■ EXERCISE REQUIREMENTS: Every line below that holds "dark" must be copied.

***** RECORDS SUPPLIED *****

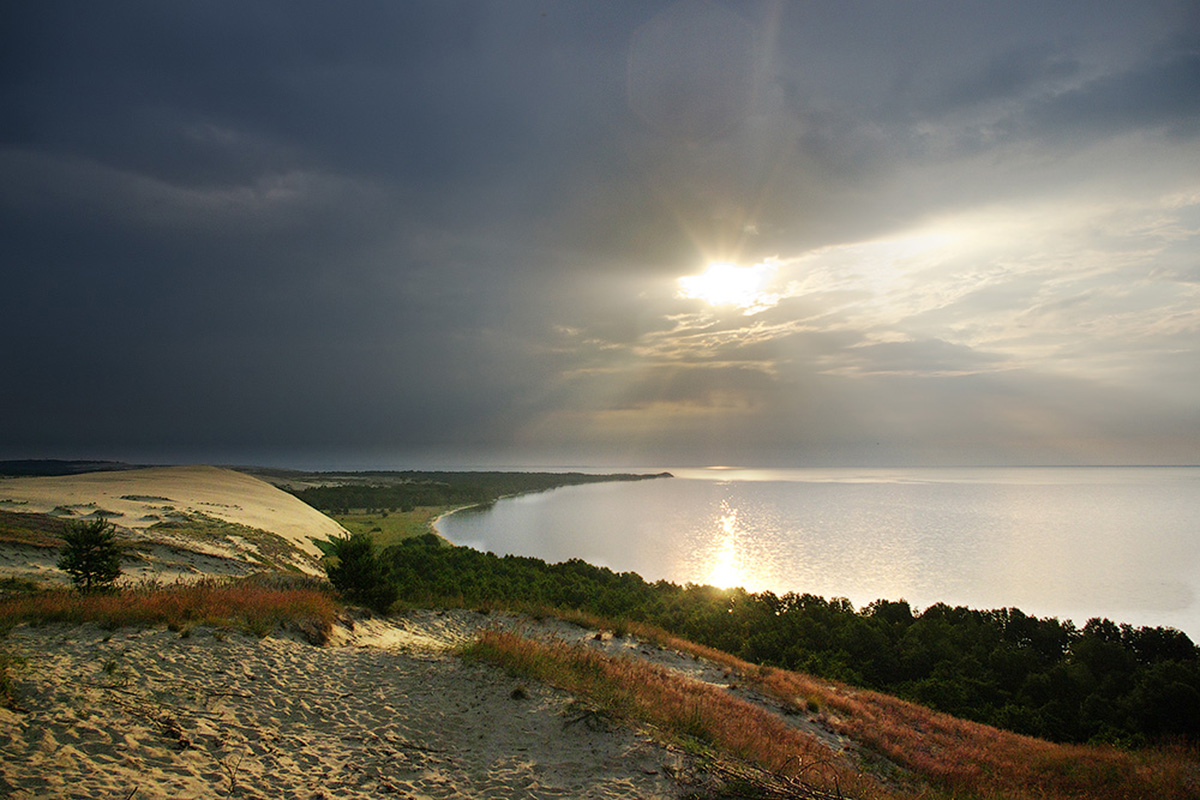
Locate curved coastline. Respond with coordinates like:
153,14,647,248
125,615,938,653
424,466,1200,640
430,471,673,547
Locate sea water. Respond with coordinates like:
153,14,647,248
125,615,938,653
436,467,1200,639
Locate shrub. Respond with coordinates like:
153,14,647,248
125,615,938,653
56,518,122,593
322,532,397,613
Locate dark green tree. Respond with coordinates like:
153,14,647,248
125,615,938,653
321,532,398,613
57,518,123,593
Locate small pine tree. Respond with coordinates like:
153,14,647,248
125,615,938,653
323,532,398,613
57,518,123,593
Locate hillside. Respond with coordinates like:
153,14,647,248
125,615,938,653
0,466,348,584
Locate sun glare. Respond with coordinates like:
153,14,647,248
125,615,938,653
678,260,779,312
706,501,744,588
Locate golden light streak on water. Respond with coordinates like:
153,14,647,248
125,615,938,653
705,500,746,588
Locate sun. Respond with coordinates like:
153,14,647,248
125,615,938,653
677,260,779,312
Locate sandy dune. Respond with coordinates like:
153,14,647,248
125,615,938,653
0,468,865,798
0,466,349,582
0,611,710,799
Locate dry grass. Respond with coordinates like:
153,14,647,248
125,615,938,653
0,578,339,640
633,627,1198,800
465,629,896,800
754,668,1199,800
0,508,68,548
524,614,1200,800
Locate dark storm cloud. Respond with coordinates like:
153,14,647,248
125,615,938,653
3,1,1198,466
1024,49,1200,140
931,46,1081,114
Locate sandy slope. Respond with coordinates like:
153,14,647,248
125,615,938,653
0,612,704,800
0,466,349,582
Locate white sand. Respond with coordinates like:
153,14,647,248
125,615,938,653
0,466,350,582
0,612,704,799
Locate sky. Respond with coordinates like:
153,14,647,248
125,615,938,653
3,1,1199,469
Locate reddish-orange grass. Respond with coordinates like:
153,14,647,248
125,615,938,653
0,579,339,636
754,667,1198,800
633,634,1198,800
466,629,896,799
527,616,1199,800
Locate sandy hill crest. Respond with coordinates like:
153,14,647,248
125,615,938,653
0,465,348,584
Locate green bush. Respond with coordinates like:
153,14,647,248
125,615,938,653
56,518,122,593
322,532,397,613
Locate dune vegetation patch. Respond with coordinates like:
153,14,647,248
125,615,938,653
147,512,317,573
0,576,338,640
0,509,68,548
465,629,889,800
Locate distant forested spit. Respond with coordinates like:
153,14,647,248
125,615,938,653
284,470,671,514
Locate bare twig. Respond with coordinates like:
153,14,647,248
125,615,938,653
218,750,246,796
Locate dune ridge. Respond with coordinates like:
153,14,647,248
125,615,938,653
0,466,348,583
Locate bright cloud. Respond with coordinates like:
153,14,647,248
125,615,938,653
677,259,781,313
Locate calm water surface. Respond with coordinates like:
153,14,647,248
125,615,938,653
436,467,1200,638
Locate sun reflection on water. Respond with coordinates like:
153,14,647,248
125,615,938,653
706,500,746,588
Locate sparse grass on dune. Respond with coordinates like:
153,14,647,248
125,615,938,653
0,647,21,708
755,668,1199,800
622,623,1198,800
465,629,894,800
514,612,1200,800
0,508,68,548
0,577,339,639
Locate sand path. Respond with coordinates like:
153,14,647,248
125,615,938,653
0,612,702,799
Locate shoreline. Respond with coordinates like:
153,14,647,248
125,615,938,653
429,503,476,544
429,471,673,547
421,467,1200,640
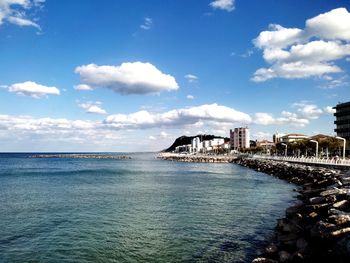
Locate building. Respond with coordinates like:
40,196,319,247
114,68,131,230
191,137,202,153
280,134,308,143
257,140,275,148
273,132,286,144
175,144,192,153
230,127,250,150
334,101,350,141
257,140,275,154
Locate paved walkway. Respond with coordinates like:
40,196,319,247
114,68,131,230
250,154,350,168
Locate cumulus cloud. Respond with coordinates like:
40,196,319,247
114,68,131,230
0,114,96,132
210,0,235,12
184,74,198,83
8,81,60,98
254,112,276,125
324,106,336,114
75,61,179,95
254,111,310,127
186,94,194,100
140,17,152,30
104,103,252,129
0,0,44,30
253,131,272,140
293,102,323,119
253,102,330,127
74,84,93,91
253,8,350,82
78,101,107,115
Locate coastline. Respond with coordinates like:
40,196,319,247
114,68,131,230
158,154,350,262
157,152,237,163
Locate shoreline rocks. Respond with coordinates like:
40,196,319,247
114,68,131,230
157,153,237,163
234,157,350,263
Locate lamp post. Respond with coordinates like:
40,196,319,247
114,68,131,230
310,140,319,159
281,143,287,157
335,136,346,159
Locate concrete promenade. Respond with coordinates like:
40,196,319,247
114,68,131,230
249,154,350,169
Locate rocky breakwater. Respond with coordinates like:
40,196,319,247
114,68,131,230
30,154,131,159
158,153,237,163
234,158,350,263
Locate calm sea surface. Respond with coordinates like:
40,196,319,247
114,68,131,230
0,153,296,263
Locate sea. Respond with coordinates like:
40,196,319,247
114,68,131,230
0,153,296,263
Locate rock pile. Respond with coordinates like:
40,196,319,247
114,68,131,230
30,154,131,159
158,153,237,163
234,158,350,263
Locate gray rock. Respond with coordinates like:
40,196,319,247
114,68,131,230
278,251,291,262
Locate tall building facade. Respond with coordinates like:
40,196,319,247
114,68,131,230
191,137,202,153
230,127,250,150
334,102,350,140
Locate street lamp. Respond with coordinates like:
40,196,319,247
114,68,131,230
310,140,319,159
281,143,287,157
335,136,346,159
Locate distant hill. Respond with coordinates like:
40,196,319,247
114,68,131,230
162,134,229,152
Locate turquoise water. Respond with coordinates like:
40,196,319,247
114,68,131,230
0,153,295,263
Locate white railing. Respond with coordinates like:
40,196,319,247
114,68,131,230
250,154,350,167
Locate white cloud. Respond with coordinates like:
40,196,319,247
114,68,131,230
184,74,198,83
293,102,323,119
324,106,336,114
254,24,304,49
253,131,272,140
160,131,168,138
75,61,179,95
8,81,60,98
253,8,350,82
140,17,152,30
149,135,156,140
74,84,93,91
104,103,252,129
254,112,275,125
0,0,44,30
78,101,107,115
319,75,348,89
186,94,194,100
305,8,350,41
210,0,235,12
253,108,316,128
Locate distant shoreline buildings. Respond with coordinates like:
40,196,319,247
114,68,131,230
171,101,349,158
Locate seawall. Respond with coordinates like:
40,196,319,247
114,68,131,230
234,158,350,263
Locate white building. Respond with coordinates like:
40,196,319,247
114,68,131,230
202,140,211,153
273,132,286,144
191,137,202,153
210,138,225,147
230,127,250,150
281,134,308,143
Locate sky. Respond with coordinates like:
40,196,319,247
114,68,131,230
0,0,349,152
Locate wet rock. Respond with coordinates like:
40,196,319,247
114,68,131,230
265,243,278,255
333,200,348,210
296,238,308,251
330,227,350,238
309,196,325,204
278,251,291,262
291,252,304,262
251,257,277,263
329,214,350,225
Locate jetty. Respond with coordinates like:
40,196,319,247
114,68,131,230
29,154,131,159
233,157,350,263
157,152,237,163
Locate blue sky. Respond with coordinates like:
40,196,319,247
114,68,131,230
0,0,349,152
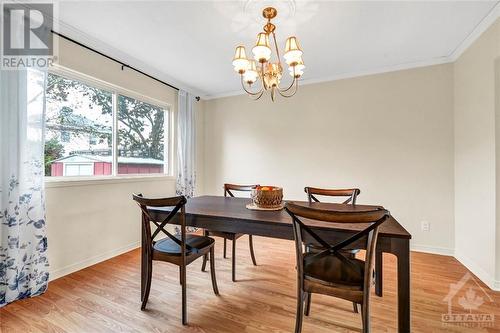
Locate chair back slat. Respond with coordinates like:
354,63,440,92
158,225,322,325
224,183,259,197
285,202,389,282
305,187,360,205
133,194,187,207
286,202,386,223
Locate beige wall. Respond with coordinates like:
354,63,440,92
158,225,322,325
203,64,455,253
46,179,176,279
46,35,184,280
55,37,177,104
454,19,500,288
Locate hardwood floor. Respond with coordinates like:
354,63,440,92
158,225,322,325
1,236,499,333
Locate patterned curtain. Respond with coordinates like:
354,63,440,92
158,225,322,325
176,90,196,198
0,68,50,307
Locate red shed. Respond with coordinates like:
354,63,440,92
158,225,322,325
50,155,164,176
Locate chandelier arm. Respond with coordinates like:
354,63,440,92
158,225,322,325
240,75,264,96
250,90,265,101
271,32,281,66
277,76,296,93
277,79,299,98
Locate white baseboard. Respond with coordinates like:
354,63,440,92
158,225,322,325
494,280,500,290
411,244,454,256
49,241,140,281
454,250,500,291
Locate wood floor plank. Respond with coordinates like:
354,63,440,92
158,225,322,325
1,236,499,332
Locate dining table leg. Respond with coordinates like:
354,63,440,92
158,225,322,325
393,238,411,333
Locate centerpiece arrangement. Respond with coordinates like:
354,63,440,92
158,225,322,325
246,185,284,210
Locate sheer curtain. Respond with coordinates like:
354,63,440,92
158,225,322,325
0,68,50,307
176,90,196,198
0,5,50,306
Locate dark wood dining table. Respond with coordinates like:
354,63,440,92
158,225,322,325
150,195,412,332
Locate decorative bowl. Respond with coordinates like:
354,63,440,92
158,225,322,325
251,186,283,209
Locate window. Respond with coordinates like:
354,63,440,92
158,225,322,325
44,72,170,178
117,95,166,175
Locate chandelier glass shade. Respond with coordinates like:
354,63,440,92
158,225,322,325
232,7,305,101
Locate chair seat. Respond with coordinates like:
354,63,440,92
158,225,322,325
153,234,214,256
303,252,365,288
207,230,244,240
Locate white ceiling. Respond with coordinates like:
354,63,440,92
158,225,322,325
56,0,499,98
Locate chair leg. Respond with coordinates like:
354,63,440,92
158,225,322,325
201,229,209,272
223,238,227,258
209,247,219,295
249,235,257,266
304,292,311,316
353,302,359,313
295,289,305,333
232,238,237,282
181,264,187,325
375,249,383,297
201,254,208,272
361,302,370,333
140,257,152,310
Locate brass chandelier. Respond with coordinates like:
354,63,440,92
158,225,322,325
232,7,305,101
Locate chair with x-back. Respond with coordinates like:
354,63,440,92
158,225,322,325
132,194,219,325
201,183,259,282
304,187,362,313
305,187,361,205
285,202,389,333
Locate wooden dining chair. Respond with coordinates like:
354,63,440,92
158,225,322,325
132,194,219,325
305,187,361,205
304,187,361,313
285,202,389,333
201,183,259,282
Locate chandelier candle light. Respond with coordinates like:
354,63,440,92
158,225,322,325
232,7,305,101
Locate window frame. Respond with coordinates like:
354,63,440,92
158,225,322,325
45,65,175,186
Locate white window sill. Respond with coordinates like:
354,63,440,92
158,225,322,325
45,174,176,188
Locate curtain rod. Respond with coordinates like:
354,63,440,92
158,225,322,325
51,30,201,101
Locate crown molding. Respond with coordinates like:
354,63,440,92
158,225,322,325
202,88,247,100
448,2,500,62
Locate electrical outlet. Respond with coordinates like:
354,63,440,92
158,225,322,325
421,221,430,232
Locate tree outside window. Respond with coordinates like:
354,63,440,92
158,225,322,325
44,72,168,177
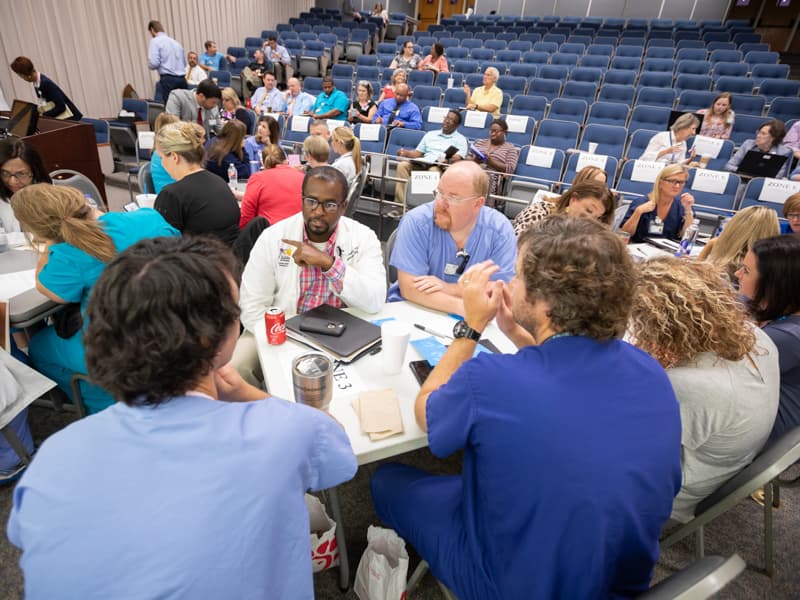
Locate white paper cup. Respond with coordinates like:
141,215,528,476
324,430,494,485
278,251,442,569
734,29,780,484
136,193,157,209
381,321,411,375
587,142,598,154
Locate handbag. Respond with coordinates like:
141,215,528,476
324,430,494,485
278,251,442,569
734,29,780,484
53,303,83,339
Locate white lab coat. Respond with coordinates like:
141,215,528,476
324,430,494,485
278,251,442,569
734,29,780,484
239,212,386,331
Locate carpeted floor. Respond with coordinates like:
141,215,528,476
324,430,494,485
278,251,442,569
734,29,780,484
2,405,800,599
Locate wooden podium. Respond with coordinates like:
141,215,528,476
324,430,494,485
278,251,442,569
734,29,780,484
21,117,106,205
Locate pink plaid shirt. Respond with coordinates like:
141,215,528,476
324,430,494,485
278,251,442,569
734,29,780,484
296,226,346,313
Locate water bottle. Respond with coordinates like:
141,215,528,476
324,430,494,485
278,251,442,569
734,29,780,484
675,218,700,257
447,75,454,89
0,227,8,253
84,194,98,209
227,163,238,191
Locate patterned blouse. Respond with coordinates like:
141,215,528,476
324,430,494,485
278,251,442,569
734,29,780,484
699,110,735,140
512,199,556,237
394,53,421,72
469,139,520,201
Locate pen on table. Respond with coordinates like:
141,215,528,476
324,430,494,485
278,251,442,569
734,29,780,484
414,323,453,340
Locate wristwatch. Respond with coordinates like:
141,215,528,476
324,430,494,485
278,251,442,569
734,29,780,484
453,320,481,342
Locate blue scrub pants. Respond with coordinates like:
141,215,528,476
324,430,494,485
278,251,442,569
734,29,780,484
29,326,114,414
370,463,498,600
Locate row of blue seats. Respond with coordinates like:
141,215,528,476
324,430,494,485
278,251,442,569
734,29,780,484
439,15,750,30
388,37,767,54
411,30,759,45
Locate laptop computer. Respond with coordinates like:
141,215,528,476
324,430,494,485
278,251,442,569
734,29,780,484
735,150,788,179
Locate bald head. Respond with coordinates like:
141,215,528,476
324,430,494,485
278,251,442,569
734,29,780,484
443,160,489,198
394,83,410,104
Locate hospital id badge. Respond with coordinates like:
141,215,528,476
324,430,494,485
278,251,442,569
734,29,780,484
648,217,664,235
444,263,459,276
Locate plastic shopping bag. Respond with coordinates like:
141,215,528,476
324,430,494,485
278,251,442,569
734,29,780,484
354,525,409,600
306,494,339,573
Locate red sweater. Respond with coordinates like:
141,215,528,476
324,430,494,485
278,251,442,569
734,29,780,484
239,164,304,228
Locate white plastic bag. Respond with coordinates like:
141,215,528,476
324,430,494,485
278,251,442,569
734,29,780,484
305,494,339,573
354,525,409,600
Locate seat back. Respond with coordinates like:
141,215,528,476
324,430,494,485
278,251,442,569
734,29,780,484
534,119,580,152
686,169,740,210
50,169,105,210
636,554,746,600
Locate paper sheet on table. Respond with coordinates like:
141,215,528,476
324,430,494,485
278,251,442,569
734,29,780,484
692,135,724,159
7,232,28,248
691,169,729,194
525,146,556,168
352,388,404,441
575,151,608,172
630,160,662,183
0,269,35,301
758,178,800,204
464,110,485,128
359,123,381,141
291,115,310,132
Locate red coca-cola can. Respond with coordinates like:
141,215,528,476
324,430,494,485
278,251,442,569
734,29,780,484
265,307,286,345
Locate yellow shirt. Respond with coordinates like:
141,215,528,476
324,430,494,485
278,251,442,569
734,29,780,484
470,85,503,118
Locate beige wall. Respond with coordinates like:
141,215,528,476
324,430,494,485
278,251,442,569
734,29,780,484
0,0,312,119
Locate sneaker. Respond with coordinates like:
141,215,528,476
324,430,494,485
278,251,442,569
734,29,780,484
0,462,27,486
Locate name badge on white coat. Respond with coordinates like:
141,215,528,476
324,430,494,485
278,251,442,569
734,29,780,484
278,243,294,267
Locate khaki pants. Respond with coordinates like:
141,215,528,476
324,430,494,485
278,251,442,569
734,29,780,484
395,161,442,206
231,330,265,389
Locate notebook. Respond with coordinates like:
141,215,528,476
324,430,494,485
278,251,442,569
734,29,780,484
285,304,382,363
735,150,788,179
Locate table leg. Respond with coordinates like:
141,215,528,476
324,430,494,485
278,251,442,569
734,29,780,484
325,486,350,591
1,424,32,465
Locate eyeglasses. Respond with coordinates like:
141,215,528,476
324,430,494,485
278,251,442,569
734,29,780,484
433,189,479,205
1,169,32,182
663,178,688,187
786,212,800,220
303,196,342,213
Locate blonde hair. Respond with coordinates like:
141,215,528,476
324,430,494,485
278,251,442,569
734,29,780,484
671,112,700,133
261,143,286,169
652,164,689,204
11,184,116,262
303,135,330,163
630,257,756,368
332,127,362,172
153,112,179,133
707,92,733,122
221,87,241,108
573,165,607,185
705,206,779,279
156,122,206,164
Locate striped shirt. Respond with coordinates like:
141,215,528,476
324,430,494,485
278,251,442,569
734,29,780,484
297,226,346,313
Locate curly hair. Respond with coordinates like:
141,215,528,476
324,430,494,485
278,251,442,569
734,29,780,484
11,184,116,261
629,257,755,368
517,215,635,340
85,236,241,406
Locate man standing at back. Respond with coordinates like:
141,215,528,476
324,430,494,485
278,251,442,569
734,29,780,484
372,216,682,599
233,166,386,384
147,20,187,104
165,79,222,138
389,160,516,316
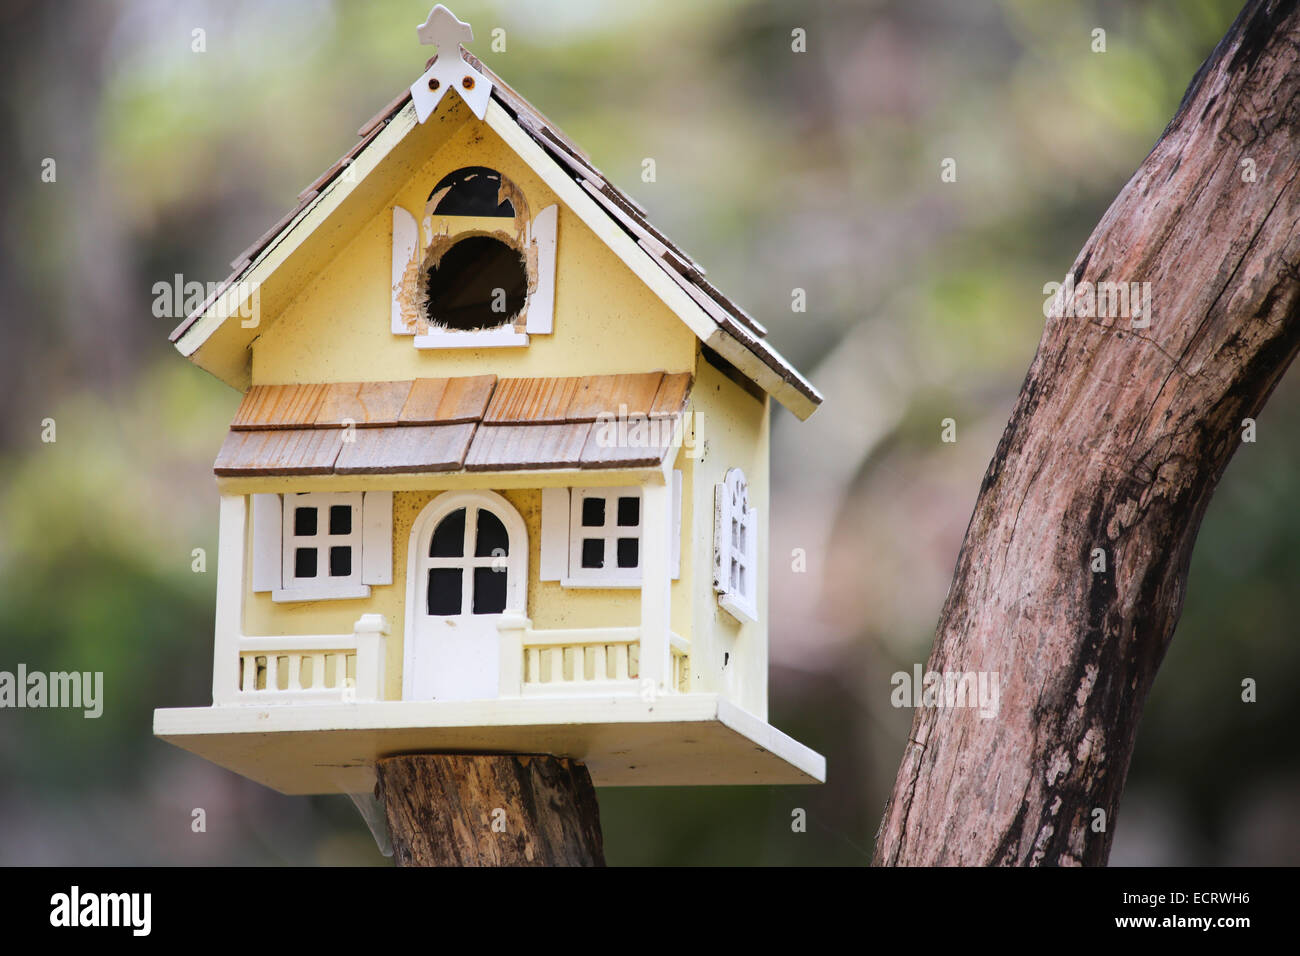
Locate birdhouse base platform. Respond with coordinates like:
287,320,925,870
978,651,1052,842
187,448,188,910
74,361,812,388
153,694,825,794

*****

■ WRITTEN RESPONSE:
Locate dark green tree. Respond with coordinates like:
Locate dark storm cloud. Respond with coordinates like:
Locate dark wood dining table. Respond with coordinates like:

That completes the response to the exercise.